(WHAT IS ASKED):
1: Translate this sentence from the Characterie introduction into Spanish: "It is a shorthand system primarily based not on sounds or spelling, but on concepts, synonyms, and antonyms."
2: Take the introduction to Timothy Bright's Characterie shorthand further, starting after its closing quotation, and keep it separate from the data.

(TEXT SHOWN):
-.-.-
**Characterie: A modern introduction** by Brent Werness ![](./index/to_be_or_not.svg) # Introduction In 1588, Timothy Bright published *Characterie. An Arte of shorte, swifte, and secrete writing by character.* This book described the very first published shorthand for the English language, and it ignited a flurry of activity in shorthand that gripped Elizabethan England. People started using this new found skill to document sermons and plays live, and in some cases even potentially providing versions of things like Shakespeare's plays that survive to this day. It is a shorthand system primarily based not on sounds or spelling, but on concepts, synonyms, and antonyms. Nothing similar is known before and, aside from some near duplicate systems, nothing like it has been produced since. Despite this unique position in history, the system is poorly known. The only existing manual is written in Early Modern English, and is almost exclusively available through an 1888 reprint that is riddled with errors. Even the original manual was very sparse with examples and adopted a difficult structure which likely meant that contemporary students struggled to learn the system. This book aims to be an entirely new manual that rectifies the inconsistencies, provides a vastly larger set of examples, and hopefully delivers the smoothest learning process in the over 400 years since the first work was published. Even if I fall short of this goal, I hope that this lets many new people appreciate the intellectual achievement of Timothy Bright in creating something truly new. > So haſt thou the art of ſhort, ſwifte, and ſecrete writing, none comparable. > > Farewell. > > -- Timothy Bright !!!
-.-.-
Records in a dataset:
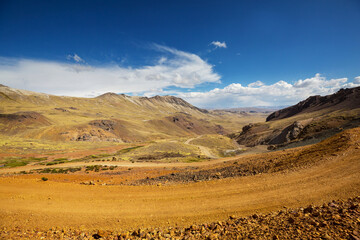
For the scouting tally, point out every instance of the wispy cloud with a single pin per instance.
(178, 68)
(357, 80)
(75, 57)
(259, 94)
(218, 44)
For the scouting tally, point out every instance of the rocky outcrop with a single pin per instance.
(344, 99)
(289, 134)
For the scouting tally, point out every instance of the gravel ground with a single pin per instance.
(335, 220)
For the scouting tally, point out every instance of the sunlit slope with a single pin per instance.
(109, 117)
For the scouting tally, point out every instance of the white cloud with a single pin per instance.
(180, 69)
(357, 80)
(75, 57)
(259, 94)
(219, 44)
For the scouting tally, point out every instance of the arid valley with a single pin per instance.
(180, 119)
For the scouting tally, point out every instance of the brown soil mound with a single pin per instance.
(271, 162)
(22, 120)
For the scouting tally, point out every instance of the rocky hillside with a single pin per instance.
(344, 99)
(109, 117)
(310, 120)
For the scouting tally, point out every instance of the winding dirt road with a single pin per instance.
(204, 150)
(29, 202)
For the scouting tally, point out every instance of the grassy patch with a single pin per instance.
(126, 150)
(18, 162)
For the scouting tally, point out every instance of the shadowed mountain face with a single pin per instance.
(310, 120)
(344, 99)
(109, 117)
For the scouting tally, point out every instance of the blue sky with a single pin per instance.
(211, 53)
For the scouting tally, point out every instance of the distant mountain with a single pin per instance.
(344, 99)
(249, 109)
(109, 117)
(312, 119)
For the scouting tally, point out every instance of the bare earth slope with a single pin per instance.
(314, 118)
(306, 175)
(109, 117)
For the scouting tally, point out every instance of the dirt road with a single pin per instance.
(204, 150)
(32, 203)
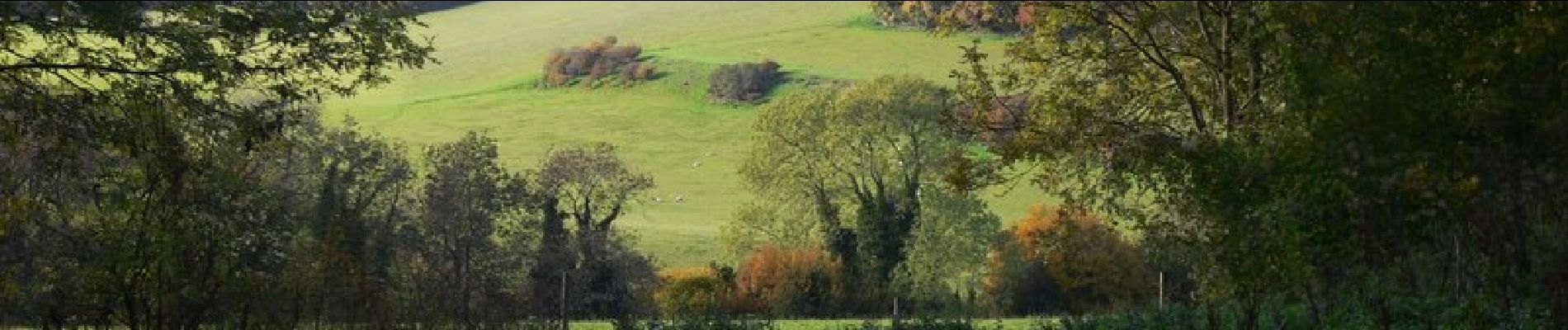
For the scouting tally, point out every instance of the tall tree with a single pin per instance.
(130, 134)
(466, 195)
(588, 188)
(862, 152)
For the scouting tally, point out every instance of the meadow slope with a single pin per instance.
(491, 54)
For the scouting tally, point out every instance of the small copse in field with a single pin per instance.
(745, 82)
(595, 63)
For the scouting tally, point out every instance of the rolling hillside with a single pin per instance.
(493, 50)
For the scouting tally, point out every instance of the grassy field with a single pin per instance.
(838, 324)
(493, 52)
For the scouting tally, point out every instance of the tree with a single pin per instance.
(1350, 155)
(137, 148)
(590, 188)
(946, 254)
(468, 193)
(858, 160)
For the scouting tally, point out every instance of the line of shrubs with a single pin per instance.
(596, 64)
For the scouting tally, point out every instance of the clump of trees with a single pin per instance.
(1371, 165)
(853, 174)
(974, 16)
(596, 64)
(744, 82)
(191, 185)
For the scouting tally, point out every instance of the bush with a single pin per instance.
(923, 324)
(695, 291)
(786, 282)
(745, 82)
(1068, 260)
(595, 63)
(714, 323)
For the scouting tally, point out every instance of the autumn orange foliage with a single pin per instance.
(783, 280)
(1089, 265)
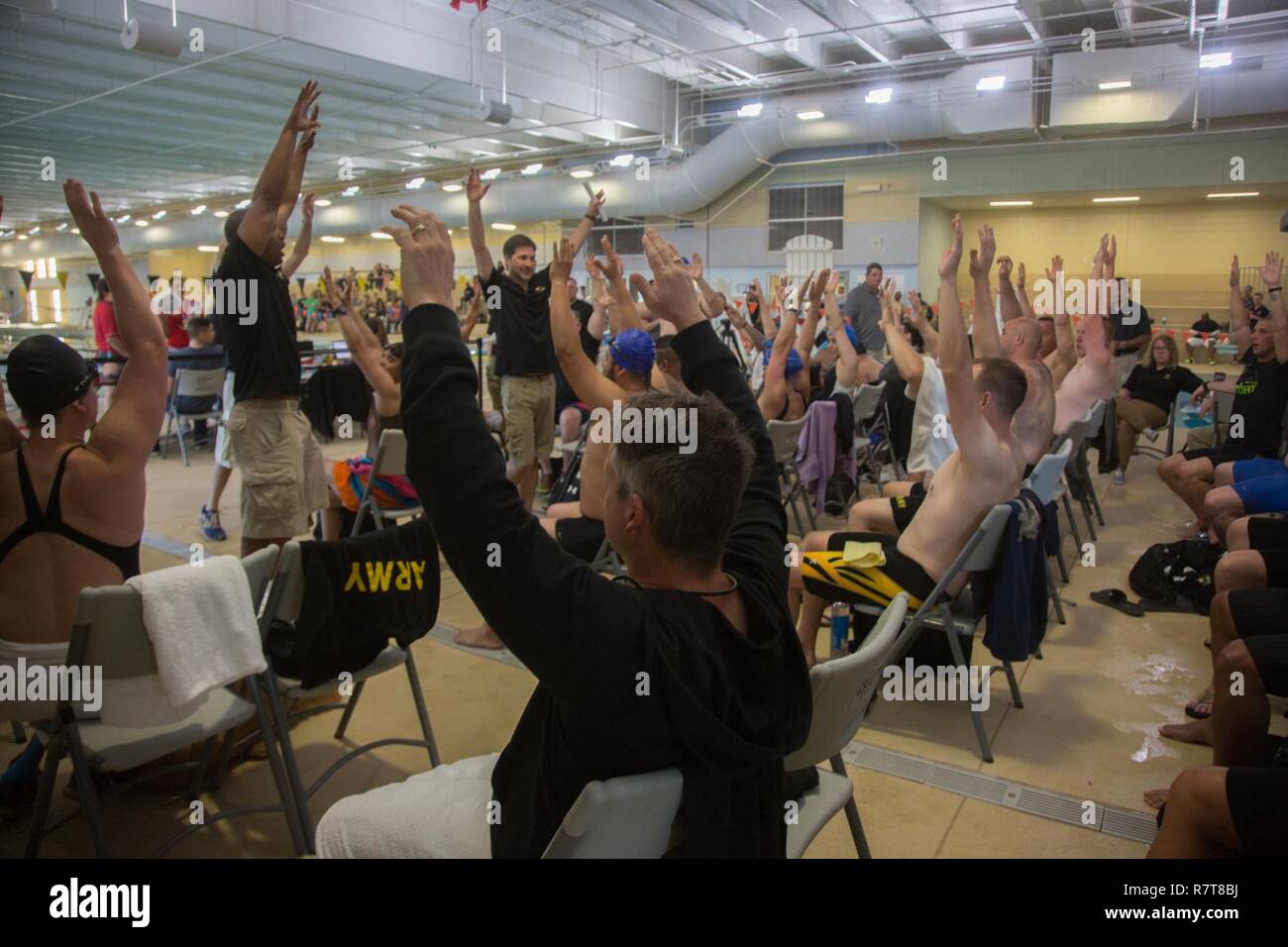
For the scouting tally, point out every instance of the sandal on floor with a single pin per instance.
(1119, 600)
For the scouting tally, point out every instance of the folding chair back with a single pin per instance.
(842, 688)
(866, 401)
(625, 817)
(1044, 479)
(198, 382)
(785, 436)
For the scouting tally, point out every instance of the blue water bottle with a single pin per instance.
(840, 626)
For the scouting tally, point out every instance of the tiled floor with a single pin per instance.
(1089, 728)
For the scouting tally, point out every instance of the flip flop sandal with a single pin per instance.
(1158, 604)
(1119, 600)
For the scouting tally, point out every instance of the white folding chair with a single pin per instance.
(842, 689)
(390, 460)
(786, 437)
(108, 631)
(284, 599)
(191, 382)
(623, 817)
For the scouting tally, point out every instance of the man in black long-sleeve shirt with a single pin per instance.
(695, 664)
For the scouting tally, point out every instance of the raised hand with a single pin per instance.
(952, 257)
(671, 294)
(475, 187)
(336, 298)
(1273, 269)
(304, 112)
(561, 264)
(95, 227)
(428, 260)
(982, 261)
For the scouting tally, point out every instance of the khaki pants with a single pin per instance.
(282, 475)
(1133, 416)
(528, 405)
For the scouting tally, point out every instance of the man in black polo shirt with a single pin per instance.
(279, 460)
(1260, 395)
(518, 304)
(1132, 331)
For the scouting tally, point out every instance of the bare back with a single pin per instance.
(42, 577)
(1034, 423)
(956, 502)
(1082, 386)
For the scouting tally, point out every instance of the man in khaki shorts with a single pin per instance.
(279, 460)
(518, 305)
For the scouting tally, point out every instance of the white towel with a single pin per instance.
(202, 626)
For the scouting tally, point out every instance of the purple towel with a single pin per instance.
(815, 451)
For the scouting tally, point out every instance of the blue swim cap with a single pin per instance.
(634, 351)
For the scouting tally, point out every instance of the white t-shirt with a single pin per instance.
(926, 451)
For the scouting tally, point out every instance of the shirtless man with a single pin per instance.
(580, 526)
(71, 514)
(1020, 342)
(986, 471)
(1094, 376)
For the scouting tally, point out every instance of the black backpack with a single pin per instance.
(1176, 573)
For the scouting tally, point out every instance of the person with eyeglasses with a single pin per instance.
(381, 368)
(71, 512)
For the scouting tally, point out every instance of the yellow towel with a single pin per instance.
(863, 554)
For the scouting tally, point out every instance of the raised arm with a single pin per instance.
(588, 221)
(984, 325)
(1273, 273)
(590, 384)
(906, 359)
(974, 437)
(1010, 303)
(273, 189)
(475, 192)
(129, 429)
(1021, 298)
(300, 252)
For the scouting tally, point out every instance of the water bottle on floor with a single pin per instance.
(840, 628)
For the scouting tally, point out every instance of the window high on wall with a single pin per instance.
(800, 209)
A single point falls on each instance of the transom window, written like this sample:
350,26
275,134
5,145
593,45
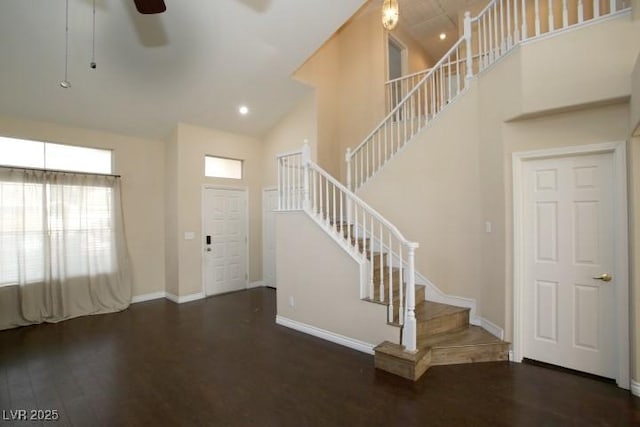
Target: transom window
47,155
55,224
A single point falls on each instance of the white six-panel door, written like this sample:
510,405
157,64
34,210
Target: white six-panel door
568,314
225,256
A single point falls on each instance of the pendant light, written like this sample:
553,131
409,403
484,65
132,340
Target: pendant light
390,14
66,84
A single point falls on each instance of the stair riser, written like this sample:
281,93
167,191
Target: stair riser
442,324
470,354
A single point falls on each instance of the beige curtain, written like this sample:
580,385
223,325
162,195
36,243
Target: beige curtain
63,251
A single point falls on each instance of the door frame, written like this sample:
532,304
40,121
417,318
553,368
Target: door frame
621,248
265,190
203,248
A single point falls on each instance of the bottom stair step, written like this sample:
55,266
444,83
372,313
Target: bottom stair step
469,345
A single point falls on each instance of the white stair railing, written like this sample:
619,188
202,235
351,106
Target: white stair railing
415,100
361,230
397,89
290,181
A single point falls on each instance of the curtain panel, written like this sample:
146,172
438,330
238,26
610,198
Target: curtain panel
63,250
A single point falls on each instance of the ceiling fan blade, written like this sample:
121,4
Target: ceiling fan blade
149,7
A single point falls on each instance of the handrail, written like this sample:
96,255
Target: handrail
409,75
372,239
499,27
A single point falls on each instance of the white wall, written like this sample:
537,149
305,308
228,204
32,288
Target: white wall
186,152
288,135
324,283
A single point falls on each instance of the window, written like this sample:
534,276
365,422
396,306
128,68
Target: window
54,222
47,155
219,167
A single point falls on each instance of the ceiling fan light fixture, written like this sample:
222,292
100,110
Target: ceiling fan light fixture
390,14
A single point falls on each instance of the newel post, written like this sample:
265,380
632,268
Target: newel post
409,334
467,37
347,158
306,159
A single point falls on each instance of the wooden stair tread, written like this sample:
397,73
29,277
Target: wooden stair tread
471,336
428,310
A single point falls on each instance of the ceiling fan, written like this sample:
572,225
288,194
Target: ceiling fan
149,7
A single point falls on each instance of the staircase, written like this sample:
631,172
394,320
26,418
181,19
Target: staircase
444,335
429,333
-.-.-
(EXERCISE RESULTS):
1: Es un sistema de taquigrafía basado principalmente no en sonidos ni en la ortografía, sino en conceptos, sinónimos y antónimos.

2:
**Historical Accuracy.** Despite the importance of this system to history, the surviving ways to read the original text (primarily through a poorly executed 1888 reprint) are mostly of extremely poor quality. It provides only a handful of examples, and those that it does give appear to be often incorrect. Moreover, the dictionary is inconsistent with itself, skipping over some symbols, assigning others multiple meanings, or drawing a symbol that does not adhere to the principles described in the text. The system itself is well designed, and the structure of the text, while not at all to my taste, does show how meticulous Timothy Bright's thinking process was---always looking to break things down and find order and structure. However, even the original text, at least the surviving copies, are incomplete and sometimes opaque. I am far from the first person to notice this issue ([Pocknell 1885]("https://characterie.neocities.org/references.md#19thcentury/timothybright's,orthefirstenglish,shorthand,1588(1885)")). Any new manual needs to repair these inconsistancies, so when preparing this text, I have always biased towards making the system reflect the written words of the text, ignoring those examples that directly contradict it. Given that the resulting system aligns well with the only surviving contemporary texts ([Segar 1589]("https://characterie.neocities.org/references.md#16thcentury/thedivinepropheciesofthetensibylls(1589)"), [Bales 1590]("https://characterie.neocities.org/references.md#16thcentury/thewritingschoolmaster(1590)")), I am fairly confident that these choices are correct, but there are a few points where guesses needed to be made. I have marked them all with notes similar to this with the hope that any incorrect adaptations I may have made may be more easily fixed.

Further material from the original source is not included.